▸ DATASET EXCERPTS
_ _ _

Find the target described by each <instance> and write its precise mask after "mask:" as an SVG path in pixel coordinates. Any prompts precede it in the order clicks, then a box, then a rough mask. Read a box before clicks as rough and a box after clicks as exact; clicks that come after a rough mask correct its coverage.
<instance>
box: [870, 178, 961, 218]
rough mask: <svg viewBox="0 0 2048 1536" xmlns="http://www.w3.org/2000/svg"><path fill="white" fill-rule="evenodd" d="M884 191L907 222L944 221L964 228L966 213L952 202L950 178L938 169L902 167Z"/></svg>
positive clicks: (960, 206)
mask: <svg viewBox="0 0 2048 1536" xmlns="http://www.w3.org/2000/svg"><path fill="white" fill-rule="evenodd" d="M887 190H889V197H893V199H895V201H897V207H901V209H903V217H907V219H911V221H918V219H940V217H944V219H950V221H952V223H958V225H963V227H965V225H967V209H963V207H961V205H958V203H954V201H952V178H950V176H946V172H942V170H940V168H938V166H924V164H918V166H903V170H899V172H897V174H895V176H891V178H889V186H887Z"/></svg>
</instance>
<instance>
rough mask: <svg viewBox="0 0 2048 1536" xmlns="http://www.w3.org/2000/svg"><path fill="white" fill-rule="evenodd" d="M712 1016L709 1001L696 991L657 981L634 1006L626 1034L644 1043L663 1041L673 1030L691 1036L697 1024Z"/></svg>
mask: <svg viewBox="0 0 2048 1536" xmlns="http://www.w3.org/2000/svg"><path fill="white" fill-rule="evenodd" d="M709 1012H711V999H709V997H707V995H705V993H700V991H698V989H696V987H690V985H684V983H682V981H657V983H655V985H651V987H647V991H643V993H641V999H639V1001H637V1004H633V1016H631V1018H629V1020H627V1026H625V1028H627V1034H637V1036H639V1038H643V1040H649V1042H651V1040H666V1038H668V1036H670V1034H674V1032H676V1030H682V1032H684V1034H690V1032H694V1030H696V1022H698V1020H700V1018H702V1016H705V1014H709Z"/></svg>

_ _ _

Once the line containing "1016L709 1001L696 991L657" is found, please retype it and every remaining line of the listing above, exactly, with nothing else.

▸ TASK RESULT
rough mask: <svg viewBox="0 0 2048 1536" xmlns="http://www.w3.org/2000/svg"><path fill="white" fill-rule="evenodd" d="M712 1016L709 1001L696 991L657 981L634 1006L626 1034L644 1043L663 1041L673 1030L691 1036L697 1024Z"/></svg>
mask: <svg viewBox="0 0 2048 1536" xmlns="http://www.w3.org/2000/svg"><path fill="white" fill-rule="evenodd" d="M709 1012H711V999H709V997H707V995H705V993H700V991H698V989H696V987H690V985H684V983H682V981H657V983H655V985H651V987H647V991H643V993H641V999H639V1001H637V1004H633V1016H631V1018H629V1020H627V1026H625V1028H627V1034H637V1036H639V1038H643V1040H649V1042H651V1040H666V1038H668V1036H670V1034H674V1032H676V1030H682V1032H684V1034H690V1032H694V1030H696V1022H698V1020H700V1018H702V1016H705V1014H709Z"/></svg>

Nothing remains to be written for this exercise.